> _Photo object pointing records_
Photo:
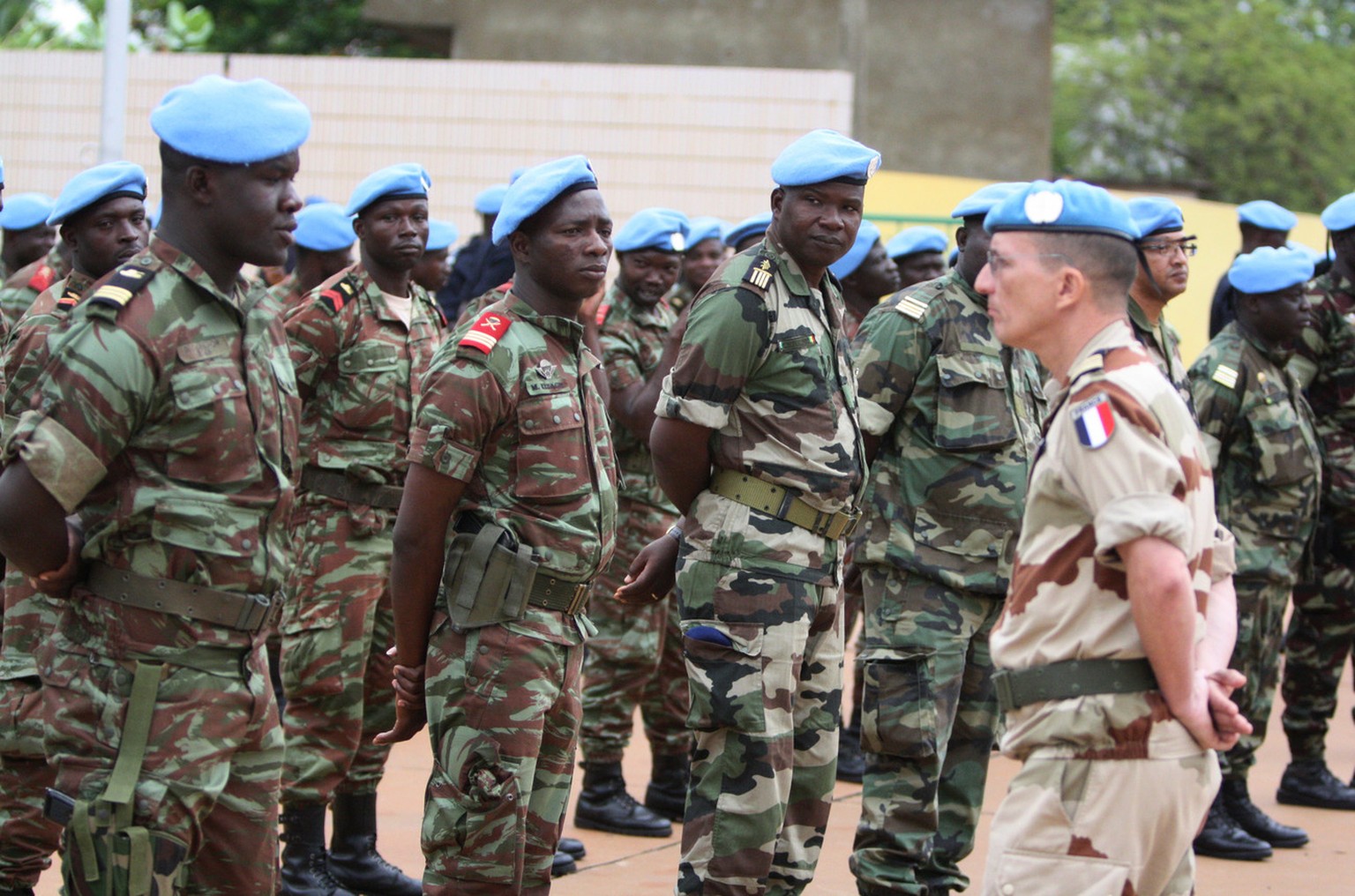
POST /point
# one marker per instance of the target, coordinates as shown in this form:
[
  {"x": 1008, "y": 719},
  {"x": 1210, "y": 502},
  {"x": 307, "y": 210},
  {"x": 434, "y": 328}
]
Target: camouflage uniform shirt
[
  {"x": 526, "y": 429},
  {"x": 958, "y": 415},
  {"x": 765, "y": 365},
  {"x": 171, "y": 424},
  {"x": 1068, "y": 597},
  {"x": 1164, "y": 347},
  {"x": 632, "y": 342},
  {"x": 358, "y": 371},
  {"x": 1325, "y": 366},
  {"x": 1261, "y": 444}
]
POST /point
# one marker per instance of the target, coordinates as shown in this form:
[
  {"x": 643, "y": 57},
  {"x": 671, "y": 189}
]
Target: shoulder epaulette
[
  {"x": 42, "y": 278},
  {"x": 70, "y": 295},
  {"x": 125, "y": 282},
  {"x": 760, "y": 273},
  {"x": 485, "y": 332},
  {"x": 338, "y": 295},
  {"x": 910, "y": 307},
  {"x": 1225, "y": 376}
]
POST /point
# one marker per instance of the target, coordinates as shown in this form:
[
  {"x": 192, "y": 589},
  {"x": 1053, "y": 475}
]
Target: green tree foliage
[{"x": 1239, "y": 101}]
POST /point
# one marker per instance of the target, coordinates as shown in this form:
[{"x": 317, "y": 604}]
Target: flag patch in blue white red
[{"x": 1095, "y": 422}]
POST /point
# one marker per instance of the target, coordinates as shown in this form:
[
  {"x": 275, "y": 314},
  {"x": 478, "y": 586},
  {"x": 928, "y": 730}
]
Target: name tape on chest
[
  {"x": 1225, "y": 376},
  {"x": 1094, "y": 422},
  {"x": 485, "y": 332},
  {"x": 119, "y": 287}
]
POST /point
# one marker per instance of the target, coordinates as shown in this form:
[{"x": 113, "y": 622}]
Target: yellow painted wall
[{"x": 928, "y": 197}]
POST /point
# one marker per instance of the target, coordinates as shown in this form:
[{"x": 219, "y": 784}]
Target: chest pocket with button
[
  {"x": 551, "y": 459},
  {"x": 972, "y": 409}
]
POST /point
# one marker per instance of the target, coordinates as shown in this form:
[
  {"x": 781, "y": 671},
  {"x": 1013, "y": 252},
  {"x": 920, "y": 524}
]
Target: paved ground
[{"x": 624, "y": 865}]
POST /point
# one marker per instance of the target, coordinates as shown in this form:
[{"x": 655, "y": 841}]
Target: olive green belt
[
  {"x": 1071, "y": 678},
  {"x": 240, "y": 611},
  {"x": 338, "y": 486},
  {"x": 781, "y": 504}
]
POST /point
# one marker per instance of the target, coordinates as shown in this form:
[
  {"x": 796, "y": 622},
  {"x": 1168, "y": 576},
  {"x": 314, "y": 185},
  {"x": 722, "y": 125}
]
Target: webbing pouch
[
  {"x": 487, "y": 578},
  {"x": 106, "y": 853}
]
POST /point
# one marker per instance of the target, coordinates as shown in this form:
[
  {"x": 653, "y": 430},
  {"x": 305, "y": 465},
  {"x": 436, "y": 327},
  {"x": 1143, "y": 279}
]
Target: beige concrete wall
[
  {"x": 954, "y": 87},
  {"x": 695, "y": 138}
]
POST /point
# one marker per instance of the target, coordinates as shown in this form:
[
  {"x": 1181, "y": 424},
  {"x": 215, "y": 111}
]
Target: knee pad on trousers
[{"x": 133, "y": 861}]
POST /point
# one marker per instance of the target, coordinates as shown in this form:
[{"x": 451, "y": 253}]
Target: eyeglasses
[{"x": 1167, "y": 249}]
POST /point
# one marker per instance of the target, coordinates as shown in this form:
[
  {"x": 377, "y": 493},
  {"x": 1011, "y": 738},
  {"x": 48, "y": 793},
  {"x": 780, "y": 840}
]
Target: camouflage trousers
[
  {"x": 765, "y": 661},
  {"x": 633, "y": 661},
  {"x": 1317, "y": 644},
  {"x": 336, "y": 628},
  {"x": 27, "y": 840},
  {"x": 503, "y": 714},
  {"x": 928, "y": 721},
  {"x": 1261, "y": 633},
  {"x": 1104, "y": 825},
  {"x": 209, "y": 777}
]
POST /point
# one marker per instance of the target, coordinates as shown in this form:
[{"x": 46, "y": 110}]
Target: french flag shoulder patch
[
  {"x": 487, "y": 332},
  {"x": 1095, "y": 422}
]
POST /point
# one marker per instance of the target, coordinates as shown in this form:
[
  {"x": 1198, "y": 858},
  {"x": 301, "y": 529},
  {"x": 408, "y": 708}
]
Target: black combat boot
[
  {"x": 604, "y": 805},
  {"x": 1221, "y": 837},
  {"x": 354, "y": 860},
  {"x": 305, "y": 868},
  {"x": 667, "y": 792},
  {"x": 1251, "y": 819},
  {"x": 1311, "y": 782}
]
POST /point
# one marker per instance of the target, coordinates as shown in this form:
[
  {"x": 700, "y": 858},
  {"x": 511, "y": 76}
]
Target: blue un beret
[
  {"x": 1267, "y": 270},
  {"x": 26, "y": 211},
  {"x": 983, "y": 199},
  {"x": 1064, "y": 206},
  {"x": 440, "y": 235},
  {"x": 824, "y": 154},
  {"x": 922, "y": 239},
  {"x": 490, "y": 198},
  {"x": 96, "y": 184},
  {"x": 233, "y": 123},
  {"x": 1267, "y": 216},
  {"x": 1155, "y": 214},
  {"x": 748, "y": 227},
  {"x": 705, "y": 228},
  {"x": 866, "y": 239},
  {"x": 1340, "y": 214},
  {"x": 324, "y": 227},
  {"x": 663, "y": 229},
  {"x": 404, "y": 181},
  {"x": 538, "y": 187}
]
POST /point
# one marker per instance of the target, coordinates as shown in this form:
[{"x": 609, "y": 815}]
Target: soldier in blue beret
[
  {"x": 101, "y": 219},
  {"x": 361, "y": 342},
  {"x": 919, "y": 254},
  {"x": 511, "y": 444},
  {"x": 758, "y": 444},
  {"x": 324, "y": 247},
  {"x": 435, "y": 267},
  {"x": 1267, "y": 477},
  {"x": 950, "y": 422},
  {"x": 636, "y": 658},
  {"x": 167, "y": 427},
  {"x": 1261, "y": 222},
  {"x": 1321, "y": 628},
  {"x": 1118, "y": 565},
  {"x": 1164, "y": 252},
  {"x": 27, "y": 239},
  {"x": 705, "y": 252},
  {"x": 480, "y": 266}
]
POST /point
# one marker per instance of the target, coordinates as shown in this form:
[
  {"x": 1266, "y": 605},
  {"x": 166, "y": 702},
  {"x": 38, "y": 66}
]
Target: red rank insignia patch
[
  {"x": 487, "y": 332},
  {"x": 1095, "y": 422}
]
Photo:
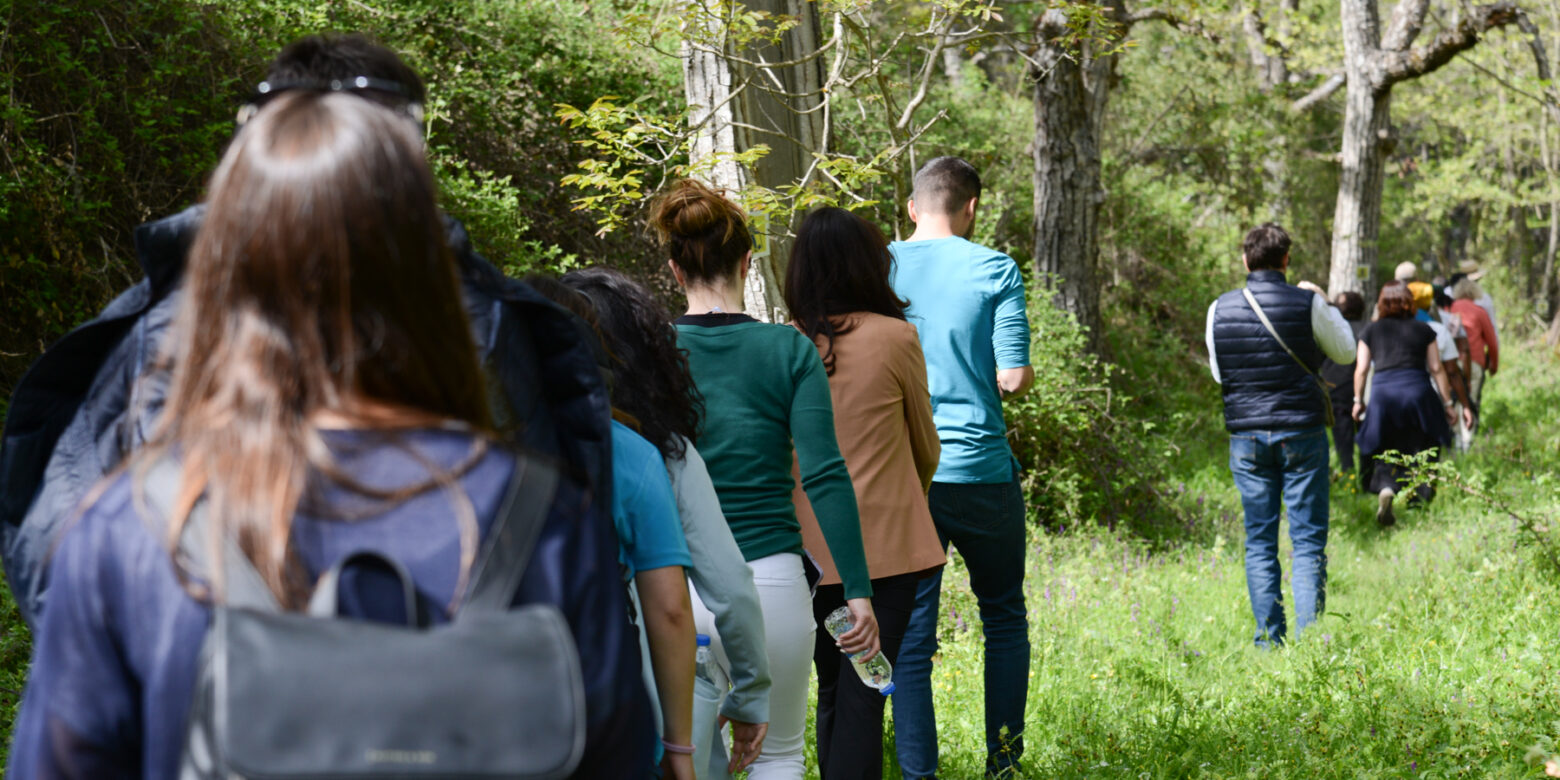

> _Stated task_
Count the lines in the material above that contain the string "green", matching case exactly. Reply with the number alone.

> _Solution below_
2